§ **Problem requirements**: Copy out word for word everything from the start of the records down through the line containing "36;15;225;148", both ends included. Leave the pictures out of your answer.

§ **Supplied records**:
— begin —
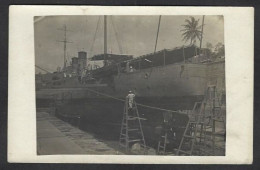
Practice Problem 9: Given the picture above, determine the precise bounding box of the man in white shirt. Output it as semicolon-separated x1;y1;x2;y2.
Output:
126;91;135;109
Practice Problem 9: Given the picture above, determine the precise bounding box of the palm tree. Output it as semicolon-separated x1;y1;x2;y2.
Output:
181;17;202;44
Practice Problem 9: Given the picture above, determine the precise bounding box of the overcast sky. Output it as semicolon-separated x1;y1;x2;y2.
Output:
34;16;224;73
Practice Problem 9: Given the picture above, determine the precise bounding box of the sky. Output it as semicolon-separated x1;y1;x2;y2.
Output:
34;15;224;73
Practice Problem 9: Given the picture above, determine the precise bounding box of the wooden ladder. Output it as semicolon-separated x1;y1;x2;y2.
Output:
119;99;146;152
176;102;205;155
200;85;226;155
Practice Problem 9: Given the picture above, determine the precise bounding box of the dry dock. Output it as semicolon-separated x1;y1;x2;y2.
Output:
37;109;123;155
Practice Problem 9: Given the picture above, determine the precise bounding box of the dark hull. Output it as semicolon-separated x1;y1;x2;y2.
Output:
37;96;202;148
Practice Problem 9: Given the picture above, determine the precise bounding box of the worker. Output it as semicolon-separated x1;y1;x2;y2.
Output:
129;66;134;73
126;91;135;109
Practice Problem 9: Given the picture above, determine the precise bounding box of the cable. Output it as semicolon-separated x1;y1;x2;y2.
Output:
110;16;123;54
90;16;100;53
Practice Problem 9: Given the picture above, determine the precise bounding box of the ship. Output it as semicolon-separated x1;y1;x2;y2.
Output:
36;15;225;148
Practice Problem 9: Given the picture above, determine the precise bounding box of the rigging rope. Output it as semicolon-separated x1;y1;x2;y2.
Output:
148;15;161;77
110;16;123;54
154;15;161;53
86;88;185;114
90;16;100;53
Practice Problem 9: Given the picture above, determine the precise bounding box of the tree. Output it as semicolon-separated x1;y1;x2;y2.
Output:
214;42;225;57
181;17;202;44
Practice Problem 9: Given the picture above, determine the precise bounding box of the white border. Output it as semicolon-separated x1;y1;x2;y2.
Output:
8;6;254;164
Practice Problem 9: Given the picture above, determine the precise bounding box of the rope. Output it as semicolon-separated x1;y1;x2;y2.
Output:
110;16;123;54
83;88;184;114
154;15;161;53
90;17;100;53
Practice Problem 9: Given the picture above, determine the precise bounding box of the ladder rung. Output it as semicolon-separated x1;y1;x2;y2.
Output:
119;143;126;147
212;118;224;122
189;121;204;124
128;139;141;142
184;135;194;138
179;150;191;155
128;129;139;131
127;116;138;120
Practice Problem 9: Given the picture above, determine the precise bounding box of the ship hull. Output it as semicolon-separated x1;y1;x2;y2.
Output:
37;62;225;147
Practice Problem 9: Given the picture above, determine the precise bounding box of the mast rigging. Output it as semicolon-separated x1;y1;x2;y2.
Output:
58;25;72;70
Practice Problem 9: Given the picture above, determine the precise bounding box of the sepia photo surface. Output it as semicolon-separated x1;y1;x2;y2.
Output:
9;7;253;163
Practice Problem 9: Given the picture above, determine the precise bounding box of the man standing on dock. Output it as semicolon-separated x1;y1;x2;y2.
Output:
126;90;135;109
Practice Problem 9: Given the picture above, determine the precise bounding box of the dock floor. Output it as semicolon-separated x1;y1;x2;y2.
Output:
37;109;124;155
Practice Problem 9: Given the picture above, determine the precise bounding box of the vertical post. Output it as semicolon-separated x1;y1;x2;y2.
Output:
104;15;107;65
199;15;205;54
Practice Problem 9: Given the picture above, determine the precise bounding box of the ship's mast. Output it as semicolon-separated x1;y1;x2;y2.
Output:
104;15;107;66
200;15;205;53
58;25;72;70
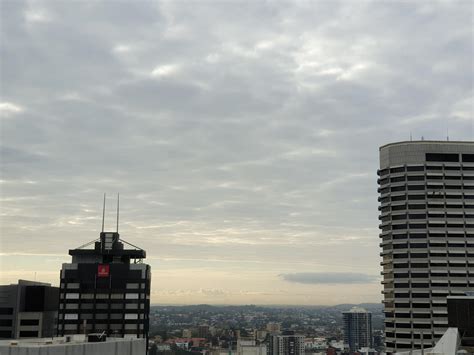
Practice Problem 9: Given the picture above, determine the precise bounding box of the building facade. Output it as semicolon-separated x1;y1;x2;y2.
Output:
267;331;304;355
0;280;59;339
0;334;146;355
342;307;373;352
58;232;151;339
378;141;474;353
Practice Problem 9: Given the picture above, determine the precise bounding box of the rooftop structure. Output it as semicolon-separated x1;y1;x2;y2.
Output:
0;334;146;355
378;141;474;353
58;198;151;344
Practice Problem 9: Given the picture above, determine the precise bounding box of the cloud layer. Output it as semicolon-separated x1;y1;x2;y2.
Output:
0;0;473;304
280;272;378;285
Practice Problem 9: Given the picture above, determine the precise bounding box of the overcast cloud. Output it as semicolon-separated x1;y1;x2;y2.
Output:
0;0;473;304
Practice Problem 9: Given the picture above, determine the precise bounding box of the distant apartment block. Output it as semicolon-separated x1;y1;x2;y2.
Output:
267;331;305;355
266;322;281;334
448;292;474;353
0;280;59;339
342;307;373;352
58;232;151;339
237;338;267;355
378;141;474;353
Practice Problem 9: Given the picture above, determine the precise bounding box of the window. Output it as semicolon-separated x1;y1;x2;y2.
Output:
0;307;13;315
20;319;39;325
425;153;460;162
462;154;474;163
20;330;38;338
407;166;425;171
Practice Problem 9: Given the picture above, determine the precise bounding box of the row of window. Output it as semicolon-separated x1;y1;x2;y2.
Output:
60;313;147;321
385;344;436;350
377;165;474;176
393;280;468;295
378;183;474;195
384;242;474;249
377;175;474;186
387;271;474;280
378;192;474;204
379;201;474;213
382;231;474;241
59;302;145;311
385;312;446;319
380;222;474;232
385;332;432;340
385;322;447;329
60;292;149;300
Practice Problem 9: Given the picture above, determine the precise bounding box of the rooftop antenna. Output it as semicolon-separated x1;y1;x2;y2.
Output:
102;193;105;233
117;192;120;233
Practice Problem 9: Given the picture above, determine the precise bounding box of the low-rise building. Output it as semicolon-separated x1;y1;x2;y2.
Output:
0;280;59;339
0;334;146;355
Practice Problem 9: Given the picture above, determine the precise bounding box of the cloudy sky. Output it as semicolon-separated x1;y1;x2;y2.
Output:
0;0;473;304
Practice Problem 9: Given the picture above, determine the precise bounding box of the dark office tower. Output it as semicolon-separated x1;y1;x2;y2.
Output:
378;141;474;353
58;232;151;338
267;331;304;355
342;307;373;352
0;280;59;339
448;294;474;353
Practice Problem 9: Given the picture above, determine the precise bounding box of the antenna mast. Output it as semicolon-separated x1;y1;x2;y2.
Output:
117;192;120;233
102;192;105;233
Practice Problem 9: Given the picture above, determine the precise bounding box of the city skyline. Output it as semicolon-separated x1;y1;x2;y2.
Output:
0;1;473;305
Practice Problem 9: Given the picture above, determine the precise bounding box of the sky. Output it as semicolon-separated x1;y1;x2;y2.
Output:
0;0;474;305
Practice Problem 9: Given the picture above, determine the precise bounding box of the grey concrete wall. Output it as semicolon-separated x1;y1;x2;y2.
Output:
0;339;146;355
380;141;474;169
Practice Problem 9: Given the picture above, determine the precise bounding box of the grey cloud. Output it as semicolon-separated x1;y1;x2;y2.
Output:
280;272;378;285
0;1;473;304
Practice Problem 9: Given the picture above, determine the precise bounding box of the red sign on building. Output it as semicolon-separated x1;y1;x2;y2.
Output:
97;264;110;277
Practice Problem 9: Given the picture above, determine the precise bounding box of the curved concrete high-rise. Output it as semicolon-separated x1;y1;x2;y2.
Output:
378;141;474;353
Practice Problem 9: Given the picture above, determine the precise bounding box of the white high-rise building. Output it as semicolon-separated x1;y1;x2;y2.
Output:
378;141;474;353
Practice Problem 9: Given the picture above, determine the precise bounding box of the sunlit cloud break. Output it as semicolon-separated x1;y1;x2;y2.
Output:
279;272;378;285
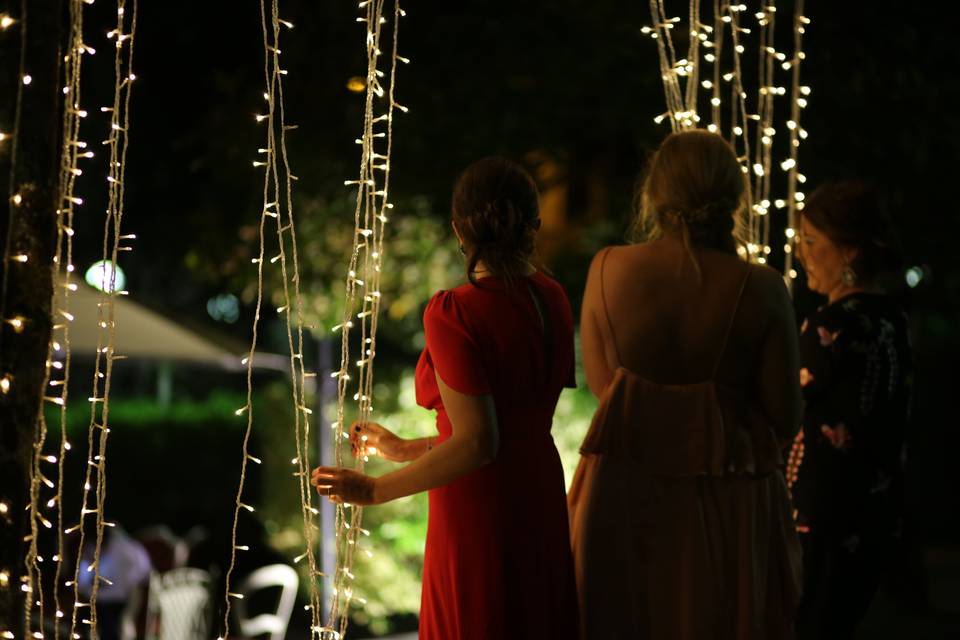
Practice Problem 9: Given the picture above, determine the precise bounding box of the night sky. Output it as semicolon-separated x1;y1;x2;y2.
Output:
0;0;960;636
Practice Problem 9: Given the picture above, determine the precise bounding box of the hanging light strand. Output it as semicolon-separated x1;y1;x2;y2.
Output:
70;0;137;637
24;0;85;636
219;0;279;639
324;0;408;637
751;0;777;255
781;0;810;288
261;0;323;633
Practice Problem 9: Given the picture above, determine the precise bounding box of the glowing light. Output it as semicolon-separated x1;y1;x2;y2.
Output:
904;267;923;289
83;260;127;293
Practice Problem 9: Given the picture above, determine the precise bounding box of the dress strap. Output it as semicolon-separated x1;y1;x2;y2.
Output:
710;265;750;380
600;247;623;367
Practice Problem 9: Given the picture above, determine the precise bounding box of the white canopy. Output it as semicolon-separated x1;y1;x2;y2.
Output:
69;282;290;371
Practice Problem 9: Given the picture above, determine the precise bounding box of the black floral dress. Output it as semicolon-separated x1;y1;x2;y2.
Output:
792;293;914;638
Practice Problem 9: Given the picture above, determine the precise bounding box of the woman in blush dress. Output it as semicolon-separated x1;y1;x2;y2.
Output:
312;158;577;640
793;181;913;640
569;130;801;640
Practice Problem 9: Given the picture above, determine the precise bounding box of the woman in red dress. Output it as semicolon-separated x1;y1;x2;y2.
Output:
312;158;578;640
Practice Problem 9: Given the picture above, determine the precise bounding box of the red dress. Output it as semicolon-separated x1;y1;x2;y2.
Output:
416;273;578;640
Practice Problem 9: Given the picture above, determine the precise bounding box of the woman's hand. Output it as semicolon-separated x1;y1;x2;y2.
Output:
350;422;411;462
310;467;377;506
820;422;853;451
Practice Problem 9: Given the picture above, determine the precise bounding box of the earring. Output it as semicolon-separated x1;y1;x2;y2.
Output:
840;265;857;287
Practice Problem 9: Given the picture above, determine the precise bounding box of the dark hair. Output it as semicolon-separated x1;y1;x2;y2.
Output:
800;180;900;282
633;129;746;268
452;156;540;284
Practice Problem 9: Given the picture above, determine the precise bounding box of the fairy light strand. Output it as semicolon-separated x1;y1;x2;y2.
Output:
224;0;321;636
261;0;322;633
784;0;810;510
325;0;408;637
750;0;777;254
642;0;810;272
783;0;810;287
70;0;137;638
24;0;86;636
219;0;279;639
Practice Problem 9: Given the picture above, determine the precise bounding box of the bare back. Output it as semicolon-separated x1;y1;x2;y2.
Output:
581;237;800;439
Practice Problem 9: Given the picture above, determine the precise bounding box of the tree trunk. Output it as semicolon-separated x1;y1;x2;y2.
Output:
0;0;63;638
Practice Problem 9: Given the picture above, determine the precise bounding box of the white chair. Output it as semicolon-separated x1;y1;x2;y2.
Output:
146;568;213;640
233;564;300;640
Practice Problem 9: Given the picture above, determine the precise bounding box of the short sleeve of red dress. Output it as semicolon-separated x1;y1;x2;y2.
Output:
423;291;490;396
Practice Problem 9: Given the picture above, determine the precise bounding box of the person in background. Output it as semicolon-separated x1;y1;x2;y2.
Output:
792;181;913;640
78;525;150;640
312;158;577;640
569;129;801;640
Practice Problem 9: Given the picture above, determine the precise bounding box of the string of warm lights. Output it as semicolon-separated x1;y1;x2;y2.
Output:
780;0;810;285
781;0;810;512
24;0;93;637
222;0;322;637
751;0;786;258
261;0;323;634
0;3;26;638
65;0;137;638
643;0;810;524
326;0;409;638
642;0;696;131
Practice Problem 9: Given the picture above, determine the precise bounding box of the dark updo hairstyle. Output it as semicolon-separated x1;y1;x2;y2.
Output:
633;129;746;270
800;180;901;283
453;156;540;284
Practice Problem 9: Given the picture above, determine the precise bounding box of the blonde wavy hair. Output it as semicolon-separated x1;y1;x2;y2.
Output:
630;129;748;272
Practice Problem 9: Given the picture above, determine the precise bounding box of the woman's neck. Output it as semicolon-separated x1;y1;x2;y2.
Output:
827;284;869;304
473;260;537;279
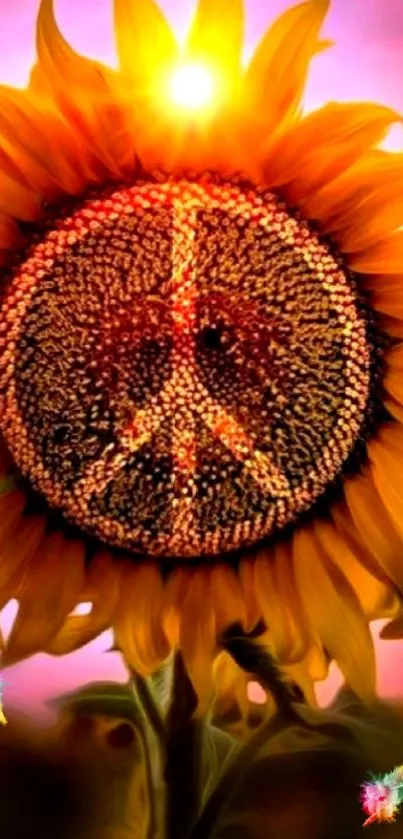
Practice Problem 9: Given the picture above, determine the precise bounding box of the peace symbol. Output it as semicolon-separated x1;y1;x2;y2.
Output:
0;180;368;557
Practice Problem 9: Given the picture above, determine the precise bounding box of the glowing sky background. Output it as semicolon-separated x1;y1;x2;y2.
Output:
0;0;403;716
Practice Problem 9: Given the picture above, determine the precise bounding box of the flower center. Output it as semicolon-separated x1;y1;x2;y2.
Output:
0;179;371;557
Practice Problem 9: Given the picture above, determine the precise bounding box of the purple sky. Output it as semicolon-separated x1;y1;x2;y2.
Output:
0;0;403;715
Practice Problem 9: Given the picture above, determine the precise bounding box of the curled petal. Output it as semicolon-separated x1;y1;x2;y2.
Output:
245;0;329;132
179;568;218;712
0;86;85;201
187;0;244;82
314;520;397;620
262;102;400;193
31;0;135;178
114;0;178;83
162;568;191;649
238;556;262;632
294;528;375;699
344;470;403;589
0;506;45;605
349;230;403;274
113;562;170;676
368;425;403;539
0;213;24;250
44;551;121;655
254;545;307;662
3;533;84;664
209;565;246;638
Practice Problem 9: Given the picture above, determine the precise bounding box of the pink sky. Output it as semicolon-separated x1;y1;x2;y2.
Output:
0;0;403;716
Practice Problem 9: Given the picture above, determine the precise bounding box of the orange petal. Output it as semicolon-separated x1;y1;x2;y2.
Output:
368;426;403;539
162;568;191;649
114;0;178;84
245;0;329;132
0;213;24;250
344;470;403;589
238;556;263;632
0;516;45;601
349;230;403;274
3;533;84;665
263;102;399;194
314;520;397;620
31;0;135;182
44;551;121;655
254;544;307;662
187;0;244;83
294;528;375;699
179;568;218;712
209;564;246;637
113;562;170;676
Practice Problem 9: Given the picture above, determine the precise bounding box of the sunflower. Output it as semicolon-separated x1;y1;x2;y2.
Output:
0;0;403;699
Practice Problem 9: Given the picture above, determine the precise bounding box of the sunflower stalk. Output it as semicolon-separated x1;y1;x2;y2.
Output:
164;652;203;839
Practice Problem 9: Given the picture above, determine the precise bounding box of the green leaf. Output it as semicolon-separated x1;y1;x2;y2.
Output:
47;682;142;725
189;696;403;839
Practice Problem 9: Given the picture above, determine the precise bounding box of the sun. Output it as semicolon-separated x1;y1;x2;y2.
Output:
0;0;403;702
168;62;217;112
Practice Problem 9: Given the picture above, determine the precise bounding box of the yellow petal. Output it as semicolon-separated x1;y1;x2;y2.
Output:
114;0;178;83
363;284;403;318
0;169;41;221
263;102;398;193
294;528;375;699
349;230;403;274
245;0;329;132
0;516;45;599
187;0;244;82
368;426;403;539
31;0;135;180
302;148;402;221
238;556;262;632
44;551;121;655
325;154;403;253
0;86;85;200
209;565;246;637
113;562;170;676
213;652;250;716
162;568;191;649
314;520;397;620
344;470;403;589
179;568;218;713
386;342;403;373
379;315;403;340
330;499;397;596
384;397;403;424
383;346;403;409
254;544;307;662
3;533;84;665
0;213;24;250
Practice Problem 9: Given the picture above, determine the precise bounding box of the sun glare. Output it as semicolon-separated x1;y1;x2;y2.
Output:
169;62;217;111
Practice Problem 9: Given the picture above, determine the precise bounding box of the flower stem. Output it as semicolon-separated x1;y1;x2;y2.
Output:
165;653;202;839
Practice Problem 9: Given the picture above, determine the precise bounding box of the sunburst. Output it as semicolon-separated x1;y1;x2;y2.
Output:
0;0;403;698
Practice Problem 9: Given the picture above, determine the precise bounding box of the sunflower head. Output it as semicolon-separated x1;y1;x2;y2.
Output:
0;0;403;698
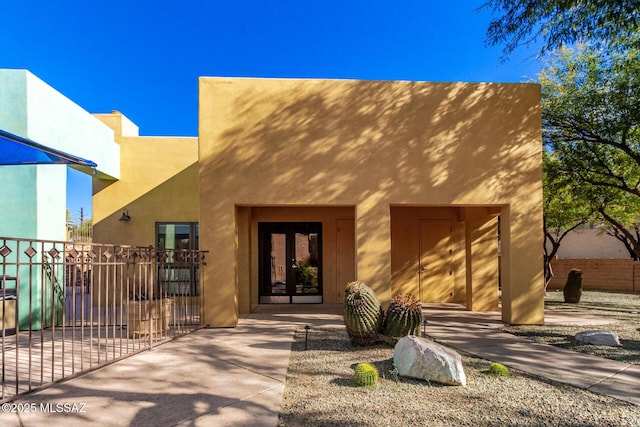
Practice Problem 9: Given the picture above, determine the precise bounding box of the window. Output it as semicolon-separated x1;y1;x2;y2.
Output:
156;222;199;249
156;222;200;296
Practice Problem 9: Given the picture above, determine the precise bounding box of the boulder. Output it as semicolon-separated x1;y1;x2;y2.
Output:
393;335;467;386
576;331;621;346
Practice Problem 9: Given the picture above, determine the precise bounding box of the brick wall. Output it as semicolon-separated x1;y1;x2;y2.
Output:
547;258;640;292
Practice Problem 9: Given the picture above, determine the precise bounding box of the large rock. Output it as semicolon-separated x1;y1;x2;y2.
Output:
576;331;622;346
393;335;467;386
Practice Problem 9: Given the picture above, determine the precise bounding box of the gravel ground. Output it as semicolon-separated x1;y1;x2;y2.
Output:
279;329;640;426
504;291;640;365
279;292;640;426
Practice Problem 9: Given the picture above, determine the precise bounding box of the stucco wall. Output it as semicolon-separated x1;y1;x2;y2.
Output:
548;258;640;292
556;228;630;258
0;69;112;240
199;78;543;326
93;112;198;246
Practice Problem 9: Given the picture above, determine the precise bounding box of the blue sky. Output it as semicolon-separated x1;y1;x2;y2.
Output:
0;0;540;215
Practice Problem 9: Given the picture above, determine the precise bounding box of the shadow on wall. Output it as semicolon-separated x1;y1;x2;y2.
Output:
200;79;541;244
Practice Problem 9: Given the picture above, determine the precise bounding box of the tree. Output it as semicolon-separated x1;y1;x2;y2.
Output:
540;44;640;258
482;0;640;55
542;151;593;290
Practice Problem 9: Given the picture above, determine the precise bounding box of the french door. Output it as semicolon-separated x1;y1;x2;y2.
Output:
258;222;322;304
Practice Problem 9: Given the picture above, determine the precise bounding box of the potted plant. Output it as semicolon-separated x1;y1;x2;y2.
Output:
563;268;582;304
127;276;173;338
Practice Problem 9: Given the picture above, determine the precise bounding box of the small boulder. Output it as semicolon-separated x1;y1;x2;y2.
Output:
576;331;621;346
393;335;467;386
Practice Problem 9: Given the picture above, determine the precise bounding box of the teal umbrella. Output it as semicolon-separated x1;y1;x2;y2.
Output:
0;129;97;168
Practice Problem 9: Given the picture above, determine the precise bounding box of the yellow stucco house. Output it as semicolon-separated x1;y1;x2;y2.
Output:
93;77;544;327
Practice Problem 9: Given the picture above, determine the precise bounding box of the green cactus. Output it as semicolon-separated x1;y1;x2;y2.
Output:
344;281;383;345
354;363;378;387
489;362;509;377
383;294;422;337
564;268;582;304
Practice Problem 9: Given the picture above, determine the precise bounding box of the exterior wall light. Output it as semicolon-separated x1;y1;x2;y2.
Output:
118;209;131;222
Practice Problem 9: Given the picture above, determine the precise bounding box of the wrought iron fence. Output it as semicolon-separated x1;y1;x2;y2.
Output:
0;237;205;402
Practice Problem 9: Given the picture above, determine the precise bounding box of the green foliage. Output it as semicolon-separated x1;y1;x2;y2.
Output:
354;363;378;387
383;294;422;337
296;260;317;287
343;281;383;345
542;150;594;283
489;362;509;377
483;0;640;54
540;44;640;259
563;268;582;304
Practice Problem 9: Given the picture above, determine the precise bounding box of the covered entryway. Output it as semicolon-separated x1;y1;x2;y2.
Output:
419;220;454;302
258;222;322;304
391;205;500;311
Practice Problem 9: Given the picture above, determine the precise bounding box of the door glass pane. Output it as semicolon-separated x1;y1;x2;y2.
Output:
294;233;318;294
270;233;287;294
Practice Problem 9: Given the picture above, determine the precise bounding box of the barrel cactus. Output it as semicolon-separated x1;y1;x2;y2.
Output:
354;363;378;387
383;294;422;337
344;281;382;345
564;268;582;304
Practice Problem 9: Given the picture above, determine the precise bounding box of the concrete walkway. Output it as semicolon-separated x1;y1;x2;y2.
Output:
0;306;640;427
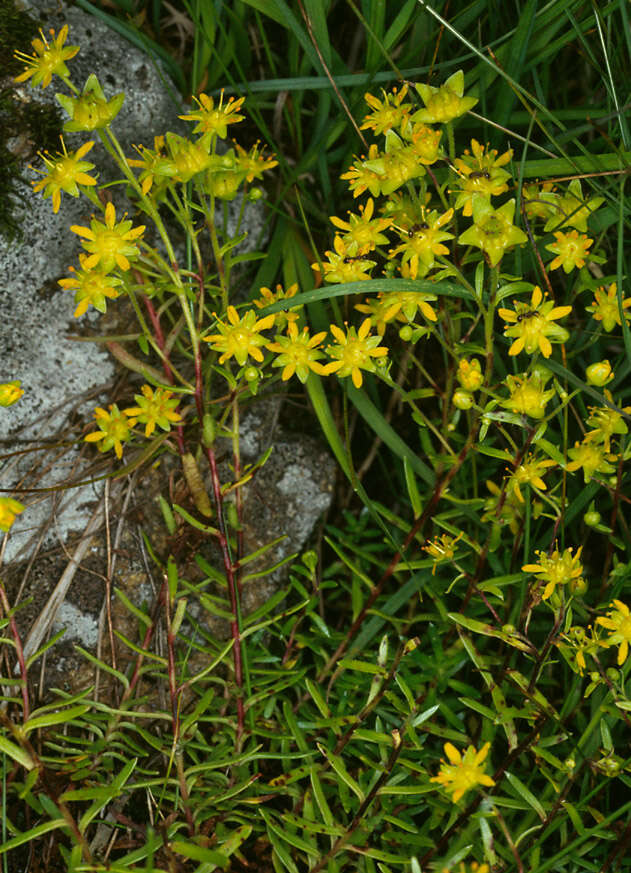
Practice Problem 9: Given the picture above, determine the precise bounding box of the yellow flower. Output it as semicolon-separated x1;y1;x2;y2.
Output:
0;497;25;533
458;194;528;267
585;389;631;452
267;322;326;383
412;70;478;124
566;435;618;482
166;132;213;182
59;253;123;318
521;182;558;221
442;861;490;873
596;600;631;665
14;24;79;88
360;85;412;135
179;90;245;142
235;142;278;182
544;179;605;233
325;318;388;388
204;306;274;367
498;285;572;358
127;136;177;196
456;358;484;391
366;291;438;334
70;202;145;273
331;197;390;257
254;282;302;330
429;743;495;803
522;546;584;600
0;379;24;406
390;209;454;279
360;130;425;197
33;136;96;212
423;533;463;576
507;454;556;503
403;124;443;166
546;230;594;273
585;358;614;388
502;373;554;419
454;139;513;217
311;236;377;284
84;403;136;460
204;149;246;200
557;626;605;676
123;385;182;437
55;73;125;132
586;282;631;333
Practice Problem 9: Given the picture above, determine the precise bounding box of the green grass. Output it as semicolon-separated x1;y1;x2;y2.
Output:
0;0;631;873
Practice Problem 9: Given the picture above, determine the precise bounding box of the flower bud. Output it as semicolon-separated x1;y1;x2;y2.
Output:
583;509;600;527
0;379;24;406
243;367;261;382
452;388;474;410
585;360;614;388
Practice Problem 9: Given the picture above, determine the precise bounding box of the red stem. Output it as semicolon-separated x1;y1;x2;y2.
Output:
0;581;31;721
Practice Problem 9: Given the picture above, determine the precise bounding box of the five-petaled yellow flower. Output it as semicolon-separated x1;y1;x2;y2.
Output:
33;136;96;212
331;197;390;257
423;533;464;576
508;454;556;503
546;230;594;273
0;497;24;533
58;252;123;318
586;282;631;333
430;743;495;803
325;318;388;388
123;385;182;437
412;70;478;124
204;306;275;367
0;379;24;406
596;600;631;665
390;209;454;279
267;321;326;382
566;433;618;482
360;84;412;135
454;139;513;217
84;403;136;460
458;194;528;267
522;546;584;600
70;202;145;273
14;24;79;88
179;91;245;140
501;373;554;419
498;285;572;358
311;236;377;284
— end —
§ **Written answer**:
Practice Problem 9: Given the picture above, determine the precise bounding box of the man in white shirt. Output it as semicolon-separated x1;y1;x2;y2.
Output:
126;91;135;109
Practice Problem 9: Given the picture above, determine the precise bounding box of the palm tree. Output it as semicolon-separated x1;y1;x2;y2.
Output:
181;17;202;44
Practice Problem 9: Given the picture above, determine the precise bounding box of the overcast sky. Output it as semicolon-separated x1;y1;x2;y2.
Output:
34;16;224;73
Practice Problem 9: Given the picture above, determine the precise bounding box of the sky. Output it as semicolon-separated x1;y1;x2;y2.
Output:
34;15;224;73
Practice Problem 9: Given the picture above, determine the precise bounding box of the wooden ladder. Output it as semicolon-separated x1;y1;x2;y2.
Output:
119;99;146;152
176;102;205;155
200;85;226;155
Practice Problem 9: Given the picture above, determine the precise bounding box of the dry dock. Output it as semicolon-separated x1;y1;x2;y2.
Output:
37;109;123;155
Practice Problem 9: Given the picture above, determine the precise bounding box of the dark hull. Output it as semicolon-separated x1;y1;x2;y2.
Output:
37;96;202;148
Practice Problem 9: Given the picture above, determine the precise bounding box of the worker. Output it as semicolon-separated x1;y1;x2;y2.
Output:
129;66;134;73
126;91;135;109
Practice Problem 9: Given the picture above, determine the precise bounding box of the cable. Output it as semicolon-separated x1;y1;x2;y2.
Output:
110;16;123;54
90;16;100;53
Practice Problem 9: Given the picture above, determine the precise bounding box of the ship. Output it as semicolon-separated x1;y1;x2;y2.
Output:
36;15;225;148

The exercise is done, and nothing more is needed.